▶ [Aim of the task]: Across the entries below, how many lines contain the string "white"? Only the number is wanted.

▶ [Supplied material]:
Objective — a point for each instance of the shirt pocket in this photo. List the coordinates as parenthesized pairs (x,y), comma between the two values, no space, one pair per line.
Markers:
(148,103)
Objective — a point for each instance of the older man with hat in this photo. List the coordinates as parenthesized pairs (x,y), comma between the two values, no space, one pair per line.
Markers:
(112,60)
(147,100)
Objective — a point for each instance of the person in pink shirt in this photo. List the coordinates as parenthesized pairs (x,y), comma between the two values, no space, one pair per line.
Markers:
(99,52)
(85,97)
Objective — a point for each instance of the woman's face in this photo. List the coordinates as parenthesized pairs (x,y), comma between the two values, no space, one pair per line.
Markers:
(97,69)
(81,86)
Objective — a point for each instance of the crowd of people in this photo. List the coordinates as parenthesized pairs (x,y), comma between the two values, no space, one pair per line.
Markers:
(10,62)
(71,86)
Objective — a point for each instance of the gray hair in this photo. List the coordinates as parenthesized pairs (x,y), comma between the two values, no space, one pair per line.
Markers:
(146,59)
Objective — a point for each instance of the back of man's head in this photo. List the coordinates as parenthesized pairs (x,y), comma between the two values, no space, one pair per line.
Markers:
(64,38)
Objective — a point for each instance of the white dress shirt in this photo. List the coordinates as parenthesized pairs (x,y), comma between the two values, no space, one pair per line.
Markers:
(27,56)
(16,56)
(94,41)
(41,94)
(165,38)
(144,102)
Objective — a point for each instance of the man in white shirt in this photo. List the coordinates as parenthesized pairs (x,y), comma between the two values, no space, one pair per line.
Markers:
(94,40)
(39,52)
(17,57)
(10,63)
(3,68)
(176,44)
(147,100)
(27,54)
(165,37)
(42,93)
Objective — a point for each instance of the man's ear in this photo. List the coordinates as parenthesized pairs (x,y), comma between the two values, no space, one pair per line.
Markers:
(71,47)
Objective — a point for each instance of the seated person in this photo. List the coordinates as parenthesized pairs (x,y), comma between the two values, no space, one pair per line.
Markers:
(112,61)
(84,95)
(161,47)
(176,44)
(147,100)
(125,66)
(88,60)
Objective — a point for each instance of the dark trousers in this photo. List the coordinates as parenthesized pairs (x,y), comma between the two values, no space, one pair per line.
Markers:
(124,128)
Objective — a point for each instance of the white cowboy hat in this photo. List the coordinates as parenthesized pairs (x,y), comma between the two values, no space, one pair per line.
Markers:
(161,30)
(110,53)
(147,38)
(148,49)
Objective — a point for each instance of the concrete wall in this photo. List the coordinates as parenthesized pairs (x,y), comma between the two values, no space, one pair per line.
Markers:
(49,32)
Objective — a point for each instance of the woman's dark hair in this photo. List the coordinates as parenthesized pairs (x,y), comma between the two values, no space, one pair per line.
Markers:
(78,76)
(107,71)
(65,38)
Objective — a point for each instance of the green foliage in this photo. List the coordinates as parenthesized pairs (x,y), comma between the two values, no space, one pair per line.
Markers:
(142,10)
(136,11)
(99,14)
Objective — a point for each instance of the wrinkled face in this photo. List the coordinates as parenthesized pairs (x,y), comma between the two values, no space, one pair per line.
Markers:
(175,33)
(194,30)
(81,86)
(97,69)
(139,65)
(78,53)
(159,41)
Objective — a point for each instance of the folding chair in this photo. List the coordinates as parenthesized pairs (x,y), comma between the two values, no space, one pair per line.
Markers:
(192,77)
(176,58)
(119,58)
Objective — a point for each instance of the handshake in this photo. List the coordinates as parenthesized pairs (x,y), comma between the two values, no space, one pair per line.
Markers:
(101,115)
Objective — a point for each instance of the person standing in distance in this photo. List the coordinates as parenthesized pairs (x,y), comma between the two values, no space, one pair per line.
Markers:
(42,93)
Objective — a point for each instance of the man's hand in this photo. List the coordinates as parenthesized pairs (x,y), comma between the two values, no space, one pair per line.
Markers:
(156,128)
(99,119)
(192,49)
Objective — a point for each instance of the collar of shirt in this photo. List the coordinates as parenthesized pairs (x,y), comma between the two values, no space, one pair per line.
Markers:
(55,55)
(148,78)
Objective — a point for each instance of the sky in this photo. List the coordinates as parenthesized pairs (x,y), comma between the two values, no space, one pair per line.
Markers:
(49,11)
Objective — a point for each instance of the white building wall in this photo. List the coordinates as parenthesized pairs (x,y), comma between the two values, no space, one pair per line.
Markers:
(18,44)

▶ [Finished exercise]: 4